Required action: Every line of the entries below that mentions "building" is to be copied out.

Records to use:
○ ○ ○ ○

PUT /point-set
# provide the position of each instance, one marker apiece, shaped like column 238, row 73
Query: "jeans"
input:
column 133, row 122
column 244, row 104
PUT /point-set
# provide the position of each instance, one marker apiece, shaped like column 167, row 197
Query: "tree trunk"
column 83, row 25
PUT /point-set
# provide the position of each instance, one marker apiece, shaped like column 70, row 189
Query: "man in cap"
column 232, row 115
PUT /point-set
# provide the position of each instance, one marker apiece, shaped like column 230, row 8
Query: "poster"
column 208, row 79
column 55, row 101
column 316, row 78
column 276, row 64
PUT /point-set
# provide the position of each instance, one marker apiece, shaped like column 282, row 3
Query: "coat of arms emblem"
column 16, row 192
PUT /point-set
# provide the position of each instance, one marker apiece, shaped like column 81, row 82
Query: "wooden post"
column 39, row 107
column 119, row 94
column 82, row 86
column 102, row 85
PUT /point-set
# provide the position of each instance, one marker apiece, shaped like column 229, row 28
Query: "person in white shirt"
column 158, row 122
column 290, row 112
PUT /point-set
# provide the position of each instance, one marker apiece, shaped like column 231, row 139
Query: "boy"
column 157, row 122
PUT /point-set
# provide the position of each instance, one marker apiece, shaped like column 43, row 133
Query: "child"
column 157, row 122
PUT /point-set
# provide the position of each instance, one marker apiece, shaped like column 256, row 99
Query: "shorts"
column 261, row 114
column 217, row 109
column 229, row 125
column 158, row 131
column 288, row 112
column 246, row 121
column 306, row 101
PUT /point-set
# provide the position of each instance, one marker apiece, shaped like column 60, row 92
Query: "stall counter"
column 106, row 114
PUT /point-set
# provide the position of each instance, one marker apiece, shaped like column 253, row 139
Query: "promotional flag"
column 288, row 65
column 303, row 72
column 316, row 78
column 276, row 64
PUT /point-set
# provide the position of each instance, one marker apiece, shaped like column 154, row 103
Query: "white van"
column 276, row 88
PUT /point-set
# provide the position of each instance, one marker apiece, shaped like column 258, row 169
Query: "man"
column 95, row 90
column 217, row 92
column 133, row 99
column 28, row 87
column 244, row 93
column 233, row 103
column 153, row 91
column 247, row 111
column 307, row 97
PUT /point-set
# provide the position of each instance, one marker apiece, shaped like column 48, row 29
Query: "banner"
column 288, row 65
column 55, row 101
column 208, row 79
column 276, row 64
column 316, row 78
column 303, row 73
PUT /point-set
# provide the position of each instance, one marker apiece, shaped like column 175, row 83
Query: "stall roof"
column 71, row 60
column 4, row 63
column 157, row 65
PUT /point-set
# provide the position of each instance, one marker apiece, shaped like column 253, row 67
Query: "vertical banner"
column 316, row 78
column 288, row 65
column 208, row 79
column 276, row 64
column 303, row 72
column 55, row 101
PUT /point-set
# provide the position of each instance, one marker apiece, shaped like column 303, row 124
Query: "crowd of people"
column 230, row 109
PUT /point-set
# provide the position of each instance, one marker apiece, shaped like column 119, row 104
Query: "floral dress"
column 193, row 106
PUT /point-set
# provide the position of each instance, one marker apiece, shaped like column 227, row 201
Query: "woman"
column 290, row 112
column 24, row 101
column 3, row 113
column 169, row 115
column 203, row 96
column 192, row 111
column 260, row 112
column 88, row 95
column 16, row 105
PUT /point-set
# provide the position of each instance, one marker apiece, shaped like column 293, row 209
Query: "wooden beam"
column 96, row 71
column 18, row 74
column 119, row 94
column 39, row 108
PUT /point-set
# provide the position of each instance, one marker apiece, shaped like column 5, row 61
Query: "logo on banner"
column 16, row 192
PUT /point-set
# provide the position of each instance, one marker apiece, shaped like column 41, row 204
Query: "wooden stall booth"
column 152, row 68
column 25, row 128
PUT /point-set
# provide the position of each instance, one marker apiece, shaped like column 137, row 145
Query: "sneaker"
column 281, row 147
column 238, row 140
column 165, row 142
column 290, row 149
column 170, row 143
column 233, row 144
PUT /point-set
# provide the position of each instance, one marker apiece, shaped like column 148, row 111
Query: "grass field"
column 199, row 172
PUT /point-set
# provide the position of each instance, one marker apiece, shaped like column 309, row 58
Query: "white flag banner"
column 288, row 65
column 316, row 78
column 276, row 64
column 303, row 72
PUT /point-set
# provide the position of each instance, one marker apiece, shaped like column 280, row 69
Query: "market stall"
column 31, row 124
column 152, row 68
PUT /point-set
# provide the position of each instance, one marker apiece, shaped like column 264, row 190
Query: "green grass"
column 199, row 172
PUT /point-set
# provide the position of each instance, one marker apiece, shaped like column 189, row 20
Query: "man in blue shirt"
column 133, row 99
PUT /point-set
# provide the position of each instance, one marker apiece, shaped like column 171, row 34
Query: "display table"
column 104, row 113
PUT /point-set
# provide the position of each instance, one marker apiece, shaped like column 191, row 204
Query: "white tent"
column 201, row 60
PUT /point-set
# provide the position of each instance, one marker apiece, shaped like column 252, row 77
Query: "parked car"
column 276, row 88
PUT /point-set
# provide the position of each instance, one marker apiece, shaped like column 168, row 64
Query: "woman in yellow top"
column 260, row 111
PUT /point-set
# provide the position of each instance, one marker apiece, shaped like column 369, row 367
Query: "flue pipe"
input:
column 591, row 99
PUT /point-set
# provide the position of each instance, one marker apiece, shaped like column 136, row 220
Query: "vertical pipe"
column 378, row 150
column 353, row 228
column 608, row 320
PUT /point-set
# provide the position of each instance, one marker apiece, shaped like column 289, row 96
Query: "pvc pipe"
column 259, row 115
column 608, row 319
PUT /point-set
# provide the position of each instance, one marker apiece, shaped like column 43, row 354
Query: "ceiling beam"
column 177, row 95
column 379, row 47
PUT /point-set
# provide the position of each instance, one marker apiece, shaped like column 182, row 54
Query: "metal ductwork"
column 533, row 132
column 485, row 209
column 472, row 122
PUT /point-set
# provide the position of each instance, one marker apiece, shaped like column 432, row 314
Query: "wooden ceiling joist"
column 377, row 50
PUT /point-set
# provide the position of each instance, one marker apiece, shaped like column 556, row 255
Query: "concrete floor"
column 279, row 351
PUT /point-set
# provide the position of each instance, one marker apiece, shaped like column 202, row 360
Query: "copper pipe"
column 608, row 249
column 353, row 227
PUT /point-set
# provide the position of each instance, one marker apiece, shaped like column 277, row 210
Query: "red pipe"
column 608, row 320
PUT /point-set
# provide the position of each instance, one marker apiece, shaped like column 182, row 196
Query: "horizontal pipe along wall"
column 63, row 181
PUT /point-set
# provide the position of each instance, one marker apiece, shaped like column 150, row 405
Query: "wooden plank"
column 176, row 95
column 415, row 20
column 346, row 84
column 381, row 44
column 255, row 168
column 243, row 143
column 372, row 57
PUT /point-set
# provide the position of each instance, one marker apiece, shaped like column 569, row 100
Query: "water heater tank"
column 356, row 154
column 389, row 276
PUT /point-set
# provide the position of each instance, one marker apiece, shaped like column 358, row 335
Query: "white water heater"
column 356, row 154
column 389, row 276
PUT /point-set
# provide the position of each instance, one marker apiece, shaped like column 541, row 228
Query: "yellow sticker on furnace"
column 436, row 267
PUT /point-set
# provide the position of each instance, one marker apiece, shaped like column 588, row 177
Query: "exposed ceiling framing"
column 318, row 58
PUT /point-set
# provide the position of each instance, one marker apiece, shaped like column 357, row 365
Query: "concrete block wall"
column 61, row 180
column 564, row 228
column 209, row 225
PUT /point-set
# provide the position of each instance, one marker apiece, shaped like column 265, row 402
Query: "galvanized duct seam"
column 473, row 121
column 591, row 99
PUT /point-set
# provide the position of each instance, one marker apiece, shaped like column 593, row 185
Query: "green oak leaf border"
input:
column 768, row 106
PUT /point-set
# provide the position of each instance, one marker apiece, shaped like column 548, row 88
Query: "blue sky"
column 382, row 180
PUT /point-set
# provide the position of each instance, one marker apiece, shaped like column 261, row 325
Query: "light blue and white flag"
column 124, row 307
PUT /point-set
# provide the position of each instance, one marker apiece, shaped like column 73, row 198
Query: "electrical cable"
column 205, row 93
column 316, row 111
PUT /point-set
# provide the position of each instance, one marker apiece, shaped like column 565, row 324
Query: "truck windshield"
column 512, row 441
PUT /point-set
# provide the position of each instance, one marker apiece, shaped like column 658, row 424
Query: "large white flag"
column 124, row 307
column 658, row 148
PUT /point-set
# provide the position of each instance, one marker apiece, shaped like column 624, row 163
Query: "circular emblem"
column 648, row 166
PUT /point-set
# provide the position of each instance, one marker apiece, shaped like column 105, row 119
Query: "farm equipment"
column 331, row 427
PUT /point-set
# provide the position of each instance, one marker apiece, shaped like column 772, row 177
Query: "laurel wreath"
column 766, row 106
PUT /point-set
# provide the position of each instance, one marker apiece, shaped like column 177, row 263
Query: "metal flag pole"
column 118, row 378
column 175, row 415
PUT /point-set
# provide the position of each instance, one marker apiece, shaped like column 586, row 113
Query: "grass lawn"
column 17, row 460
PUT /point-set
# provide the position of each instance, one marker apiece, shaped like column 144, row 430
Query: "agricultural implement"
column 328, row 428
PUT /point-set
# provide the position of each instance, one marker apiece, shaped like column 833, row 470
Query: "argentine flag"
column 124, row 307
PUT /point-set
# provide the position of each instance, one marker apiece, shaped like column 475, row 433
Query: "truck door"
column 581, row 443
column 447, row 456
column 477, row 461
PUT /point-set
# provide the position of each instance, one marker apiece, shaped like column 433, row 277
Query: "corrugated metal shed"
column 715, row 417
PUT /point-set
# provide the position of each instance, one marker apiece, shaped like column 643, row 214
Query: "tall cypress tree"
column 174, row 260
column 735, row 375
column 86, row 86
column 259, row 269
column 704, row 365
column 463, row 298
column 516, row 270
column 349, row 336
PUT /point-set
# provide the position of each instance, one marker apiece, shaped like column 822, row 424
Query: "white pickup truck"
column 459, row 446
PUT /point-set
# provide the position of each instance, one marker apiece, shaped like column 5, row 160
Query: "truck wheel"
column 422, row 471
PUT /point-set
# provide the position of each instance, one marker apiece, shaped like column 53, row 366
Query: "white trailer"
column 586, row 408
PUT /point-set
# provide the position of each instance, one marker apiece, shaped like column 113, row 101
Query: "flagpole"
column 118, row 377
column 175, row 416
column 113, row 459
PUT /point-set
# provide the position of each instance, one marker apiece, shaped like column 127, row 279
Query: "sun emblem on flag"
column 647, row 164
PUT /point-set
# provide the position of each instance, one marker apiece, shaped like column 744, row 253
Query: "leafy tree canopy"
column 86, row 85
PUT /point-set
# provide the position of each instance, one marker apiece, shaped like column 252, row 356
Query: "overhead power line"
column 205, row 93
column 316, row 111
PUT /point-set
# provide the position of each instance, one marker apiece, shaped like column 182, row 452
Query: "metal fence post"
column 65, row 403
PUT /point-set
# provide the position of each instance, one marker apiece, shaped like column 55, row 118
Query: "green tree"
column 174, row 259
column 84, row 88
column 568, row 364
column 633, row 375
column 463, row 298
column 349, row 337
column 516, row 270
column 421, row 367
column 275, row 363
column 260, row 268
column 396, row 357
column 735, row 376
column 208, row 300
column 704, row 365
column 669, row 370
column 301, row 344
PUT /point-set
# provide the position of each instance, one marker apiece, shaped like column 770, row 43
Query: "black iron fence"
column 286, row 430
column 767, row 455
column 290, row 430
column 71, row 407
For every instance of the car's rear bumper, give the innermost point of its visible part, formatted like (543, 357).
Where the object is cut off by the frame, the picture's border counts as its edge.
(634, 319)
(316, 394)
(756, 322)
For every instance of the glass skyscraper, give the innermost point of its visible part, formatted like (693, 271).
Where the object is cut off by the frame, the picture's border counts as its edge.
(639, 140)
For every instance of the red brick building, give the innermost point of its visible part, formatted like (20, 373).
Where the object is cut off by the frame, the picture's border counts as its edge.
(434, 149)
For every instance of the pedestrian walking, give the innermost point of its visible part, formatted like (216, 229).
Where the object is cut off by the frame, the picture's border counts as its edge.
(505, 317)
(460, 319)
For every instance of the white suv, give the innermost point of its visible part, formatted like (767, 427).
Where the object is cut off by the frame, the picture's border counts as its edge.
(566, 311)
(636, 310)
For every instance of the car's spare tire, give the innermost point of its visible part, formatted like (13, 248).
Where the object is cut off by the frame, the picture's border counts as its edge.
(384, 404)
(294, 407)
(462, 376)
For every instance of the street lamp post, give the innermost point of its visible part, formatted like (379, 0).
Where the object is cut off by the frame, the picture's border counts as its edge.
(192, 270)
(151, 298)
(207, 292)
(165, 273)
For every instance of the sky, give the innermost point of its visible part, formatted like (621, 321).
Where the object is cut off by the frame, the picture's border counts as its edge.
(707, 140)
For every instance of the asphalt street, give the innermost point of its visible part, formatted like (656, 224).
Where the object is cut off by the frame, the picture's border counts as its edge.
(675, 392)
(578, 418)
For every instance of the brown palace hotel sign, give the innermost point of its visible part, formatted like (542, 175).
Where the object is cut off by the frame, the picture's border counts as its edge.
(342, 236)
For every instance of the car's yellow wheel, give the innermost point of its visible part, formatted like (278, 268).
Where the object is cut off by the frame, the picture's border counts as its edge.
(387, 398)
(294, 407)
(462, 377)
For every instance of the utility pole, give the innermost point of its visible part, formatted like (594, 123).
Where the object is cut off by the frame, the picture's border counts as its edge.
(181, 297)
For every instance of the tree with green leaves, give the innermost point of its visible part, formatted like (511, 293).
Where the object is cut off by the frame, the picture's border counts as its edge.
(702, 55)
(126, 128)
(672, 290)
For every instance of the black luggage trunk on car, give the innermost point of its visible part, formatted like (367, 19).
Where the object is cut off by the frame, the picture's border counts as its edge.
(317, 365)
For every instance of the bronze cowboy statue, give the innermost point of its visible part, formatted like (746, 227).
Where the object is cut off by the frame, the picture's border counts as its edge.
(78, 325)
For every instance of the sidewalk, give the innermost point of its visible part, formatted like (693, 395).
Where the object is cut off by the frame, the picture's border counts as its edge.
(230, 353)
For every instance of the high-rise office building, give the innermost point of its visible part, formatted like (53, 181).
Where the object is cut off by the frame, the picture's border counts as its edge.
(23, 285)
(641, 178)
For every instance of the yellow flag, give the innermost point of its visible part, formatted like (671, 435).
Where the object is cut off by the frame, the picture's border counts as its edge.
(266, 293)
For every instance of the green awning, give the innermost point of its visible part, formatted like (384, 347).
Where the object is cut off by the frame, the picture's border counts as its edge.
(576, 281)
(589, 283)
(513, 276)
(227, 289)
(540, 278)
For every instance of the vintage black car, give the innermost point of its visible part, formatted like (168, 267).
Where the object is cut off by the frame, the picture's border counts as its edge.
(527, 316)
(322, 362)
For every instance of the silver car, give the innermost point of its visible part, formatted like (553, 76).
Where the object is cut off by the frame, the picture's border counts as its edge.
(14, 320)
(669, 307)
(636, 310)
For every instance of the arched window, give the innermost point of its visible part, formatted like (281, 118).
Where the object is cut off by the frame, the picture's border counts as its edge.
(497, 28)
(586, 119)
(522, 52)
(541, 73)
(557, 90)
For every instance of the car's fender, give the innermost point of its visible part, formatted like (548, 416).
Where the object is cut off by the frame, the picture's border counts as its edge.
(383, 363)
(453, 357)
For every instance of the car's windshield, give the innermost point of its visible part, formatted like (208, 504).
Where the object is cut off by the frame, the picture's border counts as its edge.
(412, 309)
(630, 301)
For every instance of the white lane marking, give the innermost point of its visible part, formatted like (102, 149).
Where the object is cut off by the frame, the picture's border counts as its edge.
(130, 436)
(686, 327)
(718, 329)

○ ○ ○ ○

Response to this task:
For every instance of the red brick building, give the innermost point of its visible part, formatted like (20, 373).
For every instance of the high-rise office building, give the innermost point of its visible part, formatted like (53, 181).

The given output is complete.